EXTRACT
The sober, focused individual from 1960 morphed into a more complicated drunk.

In Hollywood, he'd met and embarked on a relationship with Peter Arthurs. A seaman by trade, Arthurs was a native of Dundalk who, after more than a decade traversing the world on ships, had ambitions of becoming an actor. From their unlikely first joust in a YMCA pool in Hollywood, he became Behan's confidante, lover, factotum, chauffeur, bodyguard, best friend and worst enemy, depending on the mood and circumstance.

In San Francisco, he'd climbed into bed with Valerie Danby-Smith, a young Dubliner who would give birth to his son, Brendan jr, in a New York hospital in February 1962.

By then, Behan was on a seriously downward spiral. He'd more or less stopped writing. Aside from tinkering with Richard's Cork Leg, a play he'd never finish, he was reduced to speaking into a tape recorder so that others could transcribe his utterances into books that were very obvious attempts to cash in on his notoriety. Consumed by drink, dogged by ill-health and tortured by a love life made even more crowded by his interest in rent boys, Behan became much more tragi-comic than comic.

He did his best to sabotage any attempts to help him confront his demons. Towards the end, he emerged from one diabetic coma in a New York hospital room and made a run for it, naked from the waist down.

Desperate for drink, he ended up roaring around the canteen where he spotted a woman decanting vinegar from a pitcher into a jar. He grabbed it from her and slurped it down in one go.

"It's kind of bitter, George," he told his pal George Kleinsinger who'd been pursuing him through the corridors.

A week later, he stood on the deck of the Queen Elizabeth as she pulled out of New York harbour. Beatrice, who had followed him out and was by then pregnant with their daughter Blanaid, saw him staring into the distance.

There was a lingering sadness in his eyes as the city faded from view and he confessed to his wife that he knew he'd never see New York again.

RECORD EXCERPTS
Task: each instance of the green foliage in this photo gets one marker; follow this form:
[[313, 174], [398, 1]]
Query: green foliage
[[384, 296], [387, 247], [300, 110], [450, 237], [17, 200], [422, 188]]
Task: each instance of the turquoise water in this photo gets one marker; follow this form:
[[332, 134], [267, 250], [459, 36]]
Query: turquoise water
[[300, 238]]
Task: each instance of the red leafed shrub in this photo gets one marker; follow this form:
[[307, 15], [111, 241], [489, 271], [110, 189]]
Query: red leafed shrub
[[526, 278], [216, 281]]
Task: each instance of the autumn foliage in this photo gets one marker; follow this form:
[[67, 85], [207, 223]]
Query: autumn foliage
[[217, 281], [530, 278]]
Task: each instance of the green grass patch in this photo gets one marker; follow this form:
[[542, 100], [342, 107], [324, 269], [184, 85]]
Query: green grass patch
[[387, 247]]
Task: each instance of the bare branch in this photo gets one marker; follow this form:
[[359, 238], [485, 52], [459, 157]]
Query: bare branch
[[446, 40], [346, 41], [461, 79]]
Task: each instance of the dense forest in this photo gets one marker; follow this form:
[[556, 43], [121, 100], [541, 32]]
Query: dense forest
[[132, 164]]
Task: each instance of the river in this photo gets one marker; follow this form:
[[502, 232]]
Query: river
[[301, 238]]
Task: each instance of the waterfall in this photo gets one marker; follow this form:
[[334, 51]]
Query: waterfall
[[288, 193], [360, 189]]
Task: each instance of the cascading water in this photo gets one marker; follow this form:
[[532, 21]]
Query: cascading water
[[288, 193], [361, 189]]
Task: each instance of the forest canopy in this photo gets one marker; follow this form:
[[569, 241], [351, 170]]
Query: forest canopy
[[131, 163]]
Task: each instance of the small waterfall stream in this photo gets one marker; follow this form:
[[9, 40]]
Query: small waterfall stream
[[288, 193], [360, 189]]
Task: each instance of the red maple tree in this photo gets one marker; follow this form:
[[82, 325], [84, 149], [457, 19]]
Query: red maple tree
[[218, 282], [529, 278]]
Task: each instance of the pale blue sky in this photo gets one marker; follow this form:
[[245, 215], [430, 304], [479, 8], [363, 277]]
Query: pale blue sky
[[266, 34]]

REQUIRED WORK
Reproduce the stretch of the Behan passage from "He did his best" through "New York again.", replacing "canteen" with "cafeteria".

SOLVED PROBLEM
He did his best to sabotage any attempts to help him confront his demons. Towards the end, he emerged from one diabetic coma in a New York hospital room and made a run for it, naked from the waist down.

Desperate for drink, he ended up roaring around the cafeteria where he spotted a woman decanting vinegar from a pitcher into a jar. He grabbed it from her and slurped it down in one go.

"It's kind of bitter, George," he told his pal George Kleinsinger who'd been pursuing him through the corridors.

A week later, he stood on the deck of the Queen Elizabeth as she pulled out of New York harbour. Beatrice, who had followed him out and was by then pregnant with their daughter Blanaid, saw him staring into the distance.

There was a lingering sadness in his eyes as the city faded from view and he confessed to his wife that he knew he'd never see New York again.